- Task to carry out:
Copy the entries starting with the line containing "Ground each wheel hub in this picture." and going on through the line containing "[597,392,689,481]", requests included, and add 81 to every bounding-box coordinate in the answers.

- Dataset extract:
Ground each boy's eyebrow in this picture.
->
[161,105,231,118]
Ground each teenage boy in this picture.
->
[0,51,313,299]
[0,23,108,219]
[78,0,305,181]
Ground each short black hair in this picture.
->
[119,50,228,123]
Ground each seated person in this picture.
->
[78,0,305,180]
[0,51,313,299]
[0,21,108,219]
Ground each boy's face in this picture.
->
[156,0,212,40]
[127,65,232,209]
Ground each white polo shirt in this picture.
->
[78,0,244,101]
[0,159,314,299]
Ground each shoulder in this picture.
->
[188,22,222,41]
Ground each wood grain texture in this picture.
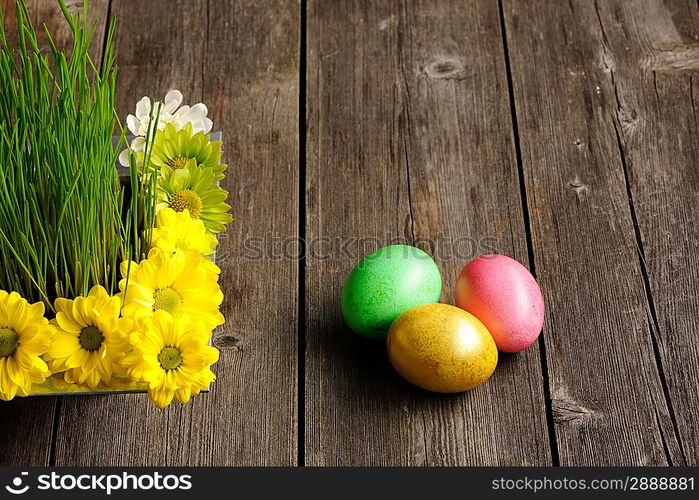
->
--
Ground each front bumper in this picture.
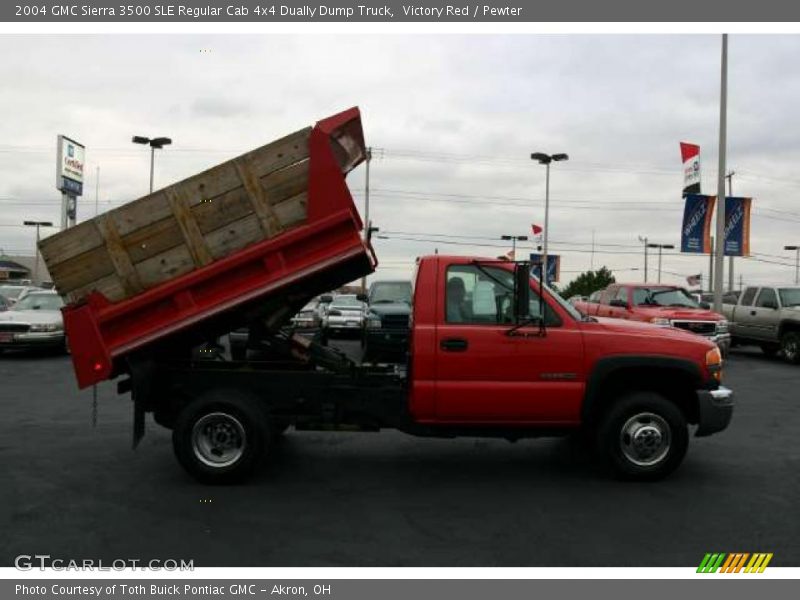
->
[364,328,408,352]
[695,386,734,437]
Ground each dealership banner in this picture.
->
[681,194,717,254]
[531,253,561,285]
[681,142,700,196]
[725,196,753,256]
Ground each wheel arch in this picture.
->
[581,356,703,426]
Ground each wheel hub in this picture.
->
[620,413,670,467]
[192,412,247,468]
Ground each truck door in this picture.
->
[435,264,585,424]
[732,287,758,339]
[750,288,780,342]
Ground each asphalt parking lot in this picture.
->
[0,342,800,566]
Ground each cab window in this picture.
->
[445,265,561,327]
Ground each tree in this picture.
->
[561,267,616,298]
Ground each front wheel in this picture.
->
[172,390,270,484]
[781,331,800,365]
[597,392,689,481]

- Correct answer:
Ground each wheel hub in this picture.
->
[701,494,751,548]
[273,493,328,549]
Ground each truck door in this picture.
->
[516,345,666,505]
[813,368,839,420]
[831,369,861,423]
Ground each asphalt parking lot in this picture.
->
[81,423,881,647]
Ground each cab window in this picture.
->
[526,346,642,408]
Ground each tree in this picture.
->
[642,348,697,379]
Ground each front wheel in this picture.
->
[253,471,351,565]
[862,412,881,446]
[678,473,770,562]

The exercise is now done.